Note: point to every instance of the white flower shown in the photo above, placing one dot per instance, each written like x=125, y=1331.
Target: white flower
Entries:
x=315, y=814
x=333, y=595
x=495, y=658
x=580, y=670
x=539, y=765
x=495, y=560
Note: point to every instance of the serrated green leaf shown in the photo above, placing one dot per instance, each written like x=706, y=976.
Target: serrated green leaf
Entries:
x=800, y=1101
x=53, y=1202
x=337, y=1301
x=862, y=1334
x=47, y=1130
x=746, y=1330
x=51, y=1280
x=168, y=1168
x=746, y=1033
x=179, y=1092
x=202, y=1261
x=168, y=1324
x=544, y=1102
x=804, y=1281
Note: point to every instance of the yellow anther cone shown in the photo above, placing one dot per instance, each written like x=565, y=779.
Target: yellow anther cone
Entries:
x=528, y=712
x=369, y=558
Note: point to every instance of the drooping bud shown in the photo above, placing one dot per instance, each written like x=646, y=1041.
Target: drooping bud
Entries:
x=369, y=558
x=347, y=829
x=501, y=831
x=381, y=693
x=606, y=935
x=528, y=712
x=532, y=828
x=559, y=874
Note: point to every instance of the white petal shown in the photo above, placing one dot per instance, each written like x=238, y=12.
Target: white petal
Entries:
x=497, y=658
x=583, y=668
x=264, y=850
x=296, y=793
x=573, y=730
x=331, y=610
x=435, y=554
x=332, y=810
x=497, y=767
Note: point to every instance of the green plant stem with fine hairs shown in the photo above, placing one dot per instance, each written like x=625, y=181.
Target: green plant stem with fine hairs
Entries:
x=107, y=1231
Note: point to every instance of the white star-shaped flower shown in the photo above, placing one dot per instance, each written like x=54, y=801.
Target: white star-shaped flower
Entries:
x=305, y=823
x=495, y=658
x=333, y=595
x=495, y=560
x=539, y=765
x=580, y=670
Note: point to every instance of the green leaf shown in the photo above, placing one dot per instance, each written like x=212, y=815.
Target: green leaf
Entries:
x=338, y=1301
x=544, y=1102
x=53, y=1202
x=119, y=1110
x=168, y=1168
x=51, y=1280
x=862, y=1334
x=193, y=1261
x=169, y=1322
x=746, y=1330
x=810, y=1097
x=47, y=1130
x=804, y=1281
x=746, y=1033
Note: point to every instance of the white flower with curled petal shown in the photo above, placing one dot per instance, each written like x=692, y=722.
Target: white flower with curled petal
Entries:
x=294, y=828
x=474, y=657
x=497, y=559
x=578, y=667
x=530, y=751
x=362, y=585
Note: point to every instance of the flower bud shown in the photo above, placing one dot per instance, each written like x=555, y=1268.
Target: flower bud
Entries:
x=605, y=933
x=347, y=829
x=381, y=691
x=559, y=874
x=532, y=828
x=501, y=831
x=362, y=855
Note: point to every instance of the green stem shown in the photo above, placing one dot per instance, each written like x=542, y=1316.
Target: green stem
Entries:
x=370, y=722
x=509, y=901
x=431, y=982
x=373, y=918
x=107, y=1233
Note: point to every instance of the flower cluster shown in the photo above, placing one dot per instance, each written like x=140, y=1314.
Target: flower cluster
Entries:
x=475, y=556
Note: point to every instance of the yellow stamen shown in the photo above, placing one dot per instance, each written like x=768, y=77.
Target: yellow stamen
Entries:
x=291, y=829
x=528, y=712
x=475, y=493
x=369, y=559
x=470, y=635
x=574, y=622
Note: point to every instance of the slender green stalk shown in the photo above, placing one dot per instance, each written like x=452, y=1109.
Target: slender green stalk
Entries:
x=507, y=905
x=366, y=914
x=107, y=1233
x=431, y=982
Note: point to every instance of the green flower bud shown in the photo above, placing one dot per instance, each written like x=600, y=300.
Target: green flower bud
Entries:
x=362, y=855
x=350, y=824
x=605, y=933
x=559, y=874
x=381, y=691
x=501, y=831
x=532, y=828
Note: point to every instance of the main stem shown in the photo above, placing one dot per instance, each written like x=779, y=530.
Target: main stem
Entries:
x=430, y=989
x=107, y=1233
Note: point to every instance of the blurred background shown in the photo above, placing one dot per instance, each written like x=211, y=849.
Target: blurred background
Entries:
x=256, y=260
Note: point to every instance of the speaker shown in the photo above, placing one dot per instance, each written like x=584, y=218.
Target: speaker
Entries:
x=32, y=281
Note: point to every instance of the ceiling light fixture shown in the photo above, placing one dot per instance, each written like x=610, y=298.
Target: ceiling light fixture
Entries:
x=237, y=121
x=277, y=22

-.-.-

▶ [What you have to do]: The lines in the records above that include the word "plant" must be copied out.

▶ [Task output]:
Note: point to every instance of the green plant stem with fine hairs shown in the photo above, placing one dot per instance, each written like x=625, y=181.
Target: green plant stem with fine hairs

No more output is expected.